## Stated exercise
Which lines of the records contain the word "corner"? List each of those lines in full, matching case exactly.

>> start

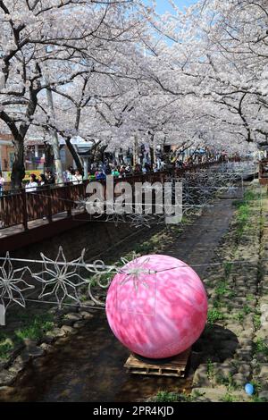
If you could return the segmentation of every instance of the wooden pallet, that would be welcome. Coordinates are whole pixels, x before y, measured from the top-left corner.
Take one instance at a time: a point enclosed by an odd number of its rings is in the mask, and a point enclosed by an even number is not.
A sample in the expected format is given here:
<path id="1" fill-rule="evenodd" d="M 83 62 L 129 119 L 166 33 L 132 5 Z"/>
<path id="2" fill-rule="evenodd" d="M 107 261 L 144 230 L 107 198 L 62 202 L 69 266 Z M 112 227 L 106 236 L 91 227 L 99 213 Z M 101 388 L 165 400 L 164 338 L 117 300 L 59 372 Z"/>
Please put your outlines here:
<path id="1" fill-rule="evenodd" d="M 156 376 L 176 376 L 177 378 L 184 378 L 186 366 L 191 354 L 191 348 L 183 353 L 175 356 L 168 363 L 154 365 L 146 363 L 137 358 L 134 355 L 130 355 L 124 367 L 133 374 L 150 374 Z"/>

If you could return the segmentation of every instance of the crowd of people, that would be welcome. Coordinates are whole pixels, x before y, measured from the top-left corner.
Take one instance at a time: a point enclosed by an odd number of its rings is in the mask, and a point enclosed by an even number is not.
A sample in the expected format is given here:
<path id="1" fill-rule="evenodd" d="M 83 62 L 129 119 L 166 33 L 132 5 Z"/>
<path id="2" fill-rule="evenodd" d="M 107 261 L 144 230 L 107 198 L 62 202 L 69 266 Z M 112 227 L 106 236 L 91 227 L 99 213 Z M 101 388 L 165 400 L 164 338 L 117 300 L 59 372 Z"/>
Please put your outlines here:
<path id="1" fill-rule="evenodd" d="M 105 159 L 103 162 L 93 163 L 87 176 L 78 169 L 75 170 L 72 166 L 70 166 L 63 172 L 63 182 L 79 185 L 83 182 L 83 180 L 87 179 L 89 181 L 104 181 L 107 175 L 112 175 L 114 178 L 126 178 L 130 175 L 157 172 L 166 169 L 183 169 L 199 163 L 215 160 L 227 161 L 228 154 L 225 151 L 216 155 L 208 153 L 196 153 L 186 157 L 184 153 L 171 152 L 165 160 L 157 159 L 156 163 L 150 164 L 147 160 L 142 161 L 139 159 L 139 163 L 135 165 L 130 163 L 119 163 L 115 158 L 113 160 Z M 32 173 L 29 181 L 26 184 L 26 189 L 28 192 L 31 192 L 35 191 L 38 187 L 53 185 L 54 183 L 56 183 L 55 176 L 51 171 L 47 170 L 38 177 Z"/>
<path id="2" fill-rule="evenodd" d="M 56 177 L 51 171 L 46 171 L 45 173 L 41 173 L 37 176 L 32 173 L 29 177 L 29 181 L 27 182 L 25 189 L 27 192 L 36 191 L 38 187 L 44 187 L 46 185 L 54 185 L 56 182 Z M 70 167 L 64 172 L 64 182 L 72 182 L 73 184 L 83 183 L 83 175 L 80 171 L 74 171 L 72 167 Z"/>

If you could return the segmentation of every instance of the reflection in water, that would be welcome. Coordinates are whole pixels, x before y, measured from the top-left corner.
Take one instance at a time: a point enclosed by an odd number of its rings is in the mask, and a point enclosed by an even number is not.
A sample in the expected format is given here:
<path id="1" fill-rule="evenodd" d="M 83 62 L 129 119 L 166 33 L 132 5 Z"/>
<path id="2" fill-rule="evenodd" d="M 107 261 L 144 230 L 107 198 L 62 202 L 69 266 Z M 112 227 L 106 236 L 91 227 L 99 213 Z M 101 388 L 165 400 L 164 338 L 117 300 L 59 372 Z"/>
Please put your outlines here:
<path id="1" fill-rule="evenodd" d="M 130 375 L 129 357 L 112 333 L 104 313 L 54 351 L 36 359 L 13 387 L 0 391 L 0 401 L 136 401 L 158 391 L 189 390 L 190 381 Z"/>

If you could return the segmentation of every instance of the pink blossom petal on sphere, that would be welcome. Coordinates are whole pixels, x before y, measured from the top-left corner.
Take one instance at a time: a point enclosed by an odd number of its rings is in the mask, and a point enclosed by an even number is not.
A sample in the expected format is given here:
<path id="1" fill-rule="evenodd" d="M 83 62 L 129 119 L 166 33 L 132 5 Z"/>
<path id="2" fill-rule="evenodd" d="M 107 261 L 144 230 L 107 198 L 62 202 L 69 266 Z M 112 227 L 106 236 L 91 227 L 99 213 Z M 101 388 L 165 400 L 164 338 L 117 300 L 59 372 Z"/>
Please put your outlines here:
<path id="1" fill-rule="evenodd" d="M 144 357 L 165 358 L 198 340 L 207 298 L 192 268 L 172 256 L 153 255 L 131 261 L 122 272 L 109 288 L 106 315 L 125 347 Z"/>

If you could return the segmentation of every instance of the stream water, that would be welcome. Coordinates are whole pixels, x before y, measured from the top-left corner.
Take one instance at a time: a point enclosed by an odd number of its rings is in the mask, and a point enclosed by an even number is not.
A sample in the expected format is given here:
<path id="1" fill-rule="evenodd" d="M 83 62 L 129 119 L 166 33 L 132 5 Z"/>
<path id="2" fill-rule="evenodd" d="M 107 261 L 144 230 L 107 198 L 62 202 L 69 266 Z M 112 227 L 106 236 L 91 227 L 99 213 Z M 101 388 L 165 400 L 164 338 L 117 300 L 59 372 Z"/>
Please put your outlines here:
<path id="1" fill-rule="evenodd" d="M 202 278 L 233 212 L 232 199 L 217 200 L 166 254 L 202 265 L 196 268 Z M 59 340 L 53 353 L 31 362 L 13 387 L 0 390 L 0 401 L 137 401 L 158 391 L 190 391 L 190 374 L 185 380 L 131 375 L 123 367 L 128 357 L 98 311 L 77 335 Z"/>

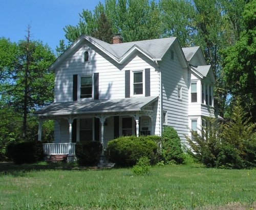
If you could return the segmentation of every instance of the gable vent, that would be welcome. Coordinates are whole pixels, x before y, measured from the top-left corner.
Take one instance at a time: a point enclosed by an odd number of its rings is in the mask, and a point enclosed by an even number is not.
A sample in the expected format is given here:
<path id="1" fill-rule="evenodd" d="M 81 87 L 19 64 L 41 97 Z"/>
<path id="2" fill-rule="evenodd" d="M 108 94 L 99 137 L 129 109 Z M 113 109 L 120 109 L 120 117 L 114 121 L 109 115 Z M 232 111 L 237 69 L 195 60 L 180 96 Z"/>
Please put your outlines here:
<path id="1" fill-rule="evenodd" d="M 170 59 L 174 60 L 174 50 L 170 50 Z"/>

>> end

## Full output
If you could return the segmentation of every instance of the wooden pallet, that would be welcome. Coordinates are whole pixels, x before y, measured from the top-left corner.
If you could return the segmentation of every instance of the crowd of people, that would be welcome. Coordinates are whole pixels, x before y, measured from the top-left corner.
If you could return the segmentation of every instance of the reflection in water, that would be welcome. Coordinates are whole pixels, x before y, measured from the top-left corner.
If you could return the segmentation of every instance of the pink blossom petal on sphere, that would be welcome. Coordinates are whole pixels, x before y, measured from the top-left corner.
If you could return the segmentation of every instance of the stream water, that would be welcome. Coordinates are whole pixels, x before y, measured from the top-left corner.
If you could return the segmentation of every instance of the gable vent, that would be welcome. Coordinates are whole pixels, x before y, measured from the top-left corner.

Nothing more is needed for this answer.